--- SOURCE PASSAGE ---

Oct 02, 2014
Having travelled to many popular tourist destinations in India, now I have turned my focus on exploring lesser known tourist places in India. Diu is one such place, part of the Union Territory of Daman and Diu. It is an island tugged in the western part of Gujarat, connected to the mainland by a bridge which is adjacent to Una, a city in Gir Somnath district in Saurashtra region. I searched on the net for tips and advice for a road trip to Diu and did not find any blogs or news items barring one post on Team BHP, but that was a year old. So for fellow travelers, I decided to write this. I hired a car for self-drive (Swift VDI) in Ahmedabad and followed the Google map and suggestions for some local friends in Ahmedabad to choose the best route, (for me best means scenic route with intact roads and clean toilets at petrol pumps or in restaurants).
We were told that the NH 51 highway is the best route which goes like Ahmedabad-Bhavnagar-Talaja-Rajula-Una-Diu and its NH 51 throughout. We started off at 8.30 am from Navrangpura in Ahmedabad on 19th September, 2014. It took about 55 minutes to cross the parts of the city and the Sarkhej-Gandhinagar (SG) highway, which was quite busy, full of trucks, two wheelers and of course cars. The traffic in Ahmedabad is a challenge. I had a real hard time negotiating the unruly movement of two wheelers and non-motorized vehicles, for whom both sides of the road are meant for moving in both directions; and add to the woes of a car driver, the cows chose to do their morning chores right in the middle of the road, oblivious of the traffic. The SG highway merges with NH 8A which gradually gets narrower as you keep moving away from Ahmedabad. Once you enter in to rural areas, every village greets you with abrupt speed breakers, which not only break the speed, but by design can hit the bottom of your car if the ground clearance is less. And most of the roads near such human habitations are full of potholes and deep craters, sometimes making one wonder whether these are craters on the moon or earth? Of course in between, there are stretches of good roads, but those are like oasis in deserts. The average speed in my Swift on this segment was about 40 km/h.

--- ROWS ---

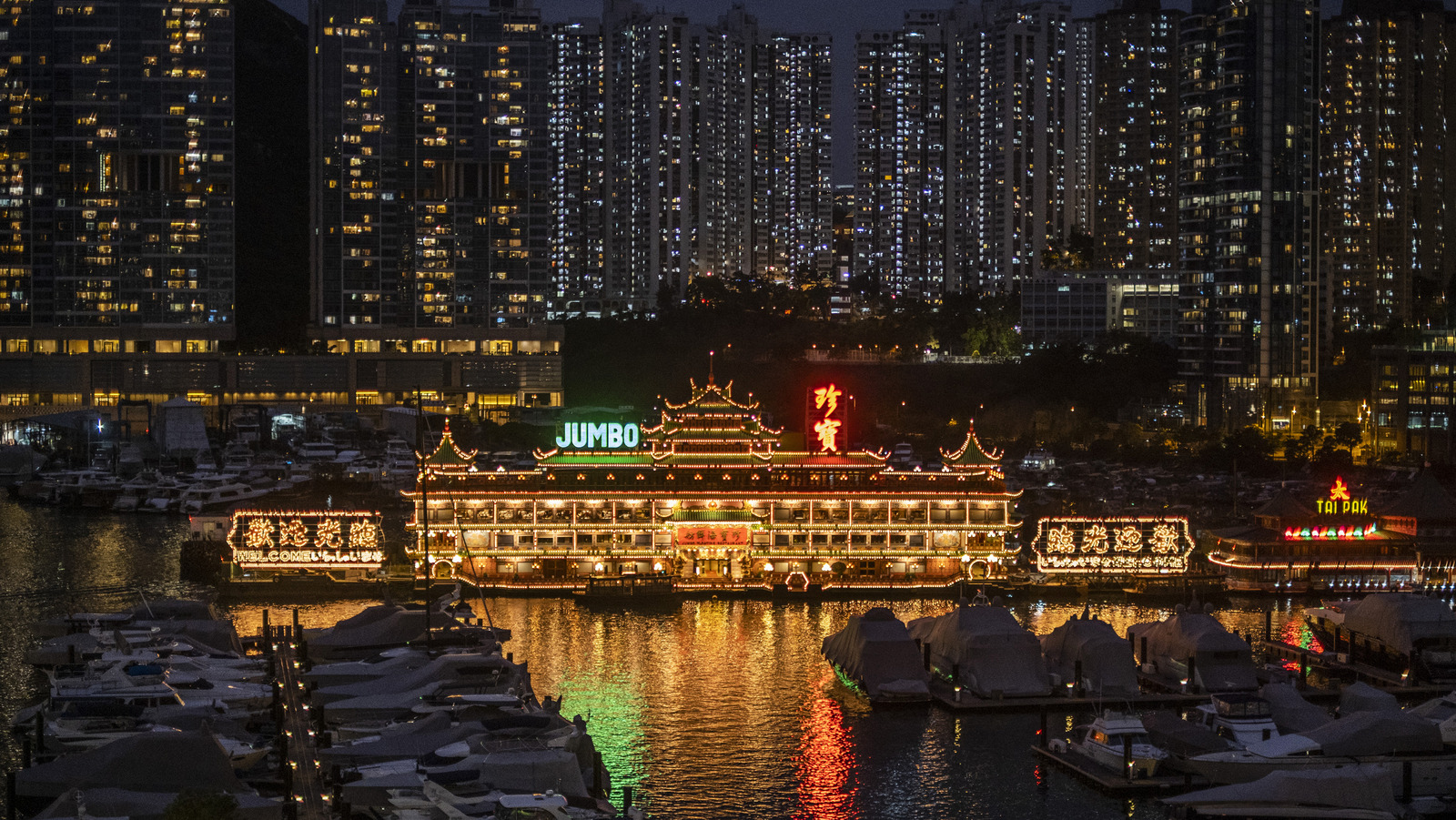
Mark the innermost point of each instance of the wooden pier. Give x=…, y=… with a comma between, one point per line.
x=1113, y=783
x=944, y=693
x=298, y=752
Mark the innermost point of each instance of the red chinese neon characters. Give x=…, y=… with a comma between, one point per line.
x=827, y=427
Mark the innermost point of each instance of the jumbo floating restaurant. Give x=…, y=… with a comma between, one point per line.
x=713, y=497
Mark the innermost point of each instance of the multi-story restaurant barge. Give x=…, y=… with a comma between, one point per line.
x=713, y=497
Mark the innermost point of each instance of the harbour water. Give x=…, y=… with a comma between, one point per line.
x=715, y=710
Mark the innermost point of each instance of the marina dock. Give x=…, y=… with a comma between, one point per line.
x=1111, y=783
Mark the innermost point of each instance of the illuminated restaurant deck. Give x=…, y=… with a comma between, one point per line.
x=711, y=495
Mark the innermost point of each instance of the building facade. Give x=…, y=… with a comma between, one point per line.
x=1245, y=206
x=1135, y=177
x=116, y=157
x=1387, y=181
x=711, y=495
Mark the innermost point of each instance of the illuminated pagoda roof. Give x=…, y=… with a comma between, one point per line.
x=1426, y=501
x=972, y=455
x=1285, y=507
x=708, y=426
x=448, y=456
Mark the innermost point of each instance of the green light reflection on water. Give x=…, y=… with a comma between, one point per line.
x=612, y=705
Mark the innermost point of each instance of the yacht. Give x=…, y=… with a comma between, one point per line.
x=1238, y=718
x=317, y=450
x=216, y=492
x=1394, y=742
x=1111, y=737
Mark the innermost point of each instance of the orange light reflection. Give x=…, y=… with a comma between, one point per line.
x=826, y=764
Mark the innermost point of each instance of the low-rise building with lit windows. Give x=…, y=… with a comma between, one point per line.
x=713, y=497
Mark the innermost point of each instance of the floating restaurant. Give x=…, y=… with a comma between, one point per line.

---

Continue the road trip account of driving from Ahmedabad to Diu, starting right after its last sentence.

# FINAL ANSWER:
To speak of the toilets, we tried at 8 different petrol pumps to use the facility, but all were so dirty that it was impossible to use them even if decide to do so with your eyes and nose closed. However, the service personnel and managers of the petrol pumps at each of them were convinced that the toilets were CLEAN.
We did find a restaurant where clean toilets were really clean, about a few km before Talaja. The nightmare on the street began after crossing Alang, the world famous ship breaking center. From here for 50 km, the road was full of potholes and huge craters. There was a brief respite between Talaja and Mahua. From Mahua began the journey of a life time, till the outskirts of Una. I have never seen such a long stretch of road, about 20km, where practically the road did not exist. And above that it was raining so all holes were filled with water. With water filled holes, the biggest problem is that you can’t judge the depth of the hole, so everywhere we had tried to follow the vehicle ahead, mostly truck or Innova to judge whether my swift can clear that hole safely. It took more than 90 minutes to cross those 20 km. And I was exhausted from the stress the driving caused. Anyway, from Una we took the left turn and reached Diu after 8 km of driving through single lane road. The 364 km were eventually covered in 10 hrs 40 minutes with a 45 minute stopover for lunch.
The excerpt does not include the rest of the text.